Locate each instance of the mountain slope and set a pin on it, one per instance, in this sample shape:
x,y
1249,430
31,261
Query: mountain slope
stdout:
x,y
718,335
----
### WHAT IS NEEDED:
Could you render the data above as a Markdown table with two columns, Index and Entry, giving each line its own numbered row and leaving out blank lines?

### RESPONSE:
| Index | Entry |
|---|---|
| 1 | Locate each instance of the mountain slope and set a pin on it, one per instance, in this sample shape: |
| 2 | x,y |
| 3 | 1249,430 |
| 4 | 31,261 |
| 5 | Query: mountain slope |
| 6 | stdout: |
| 7 | x,y |
| 8 | 718,335 |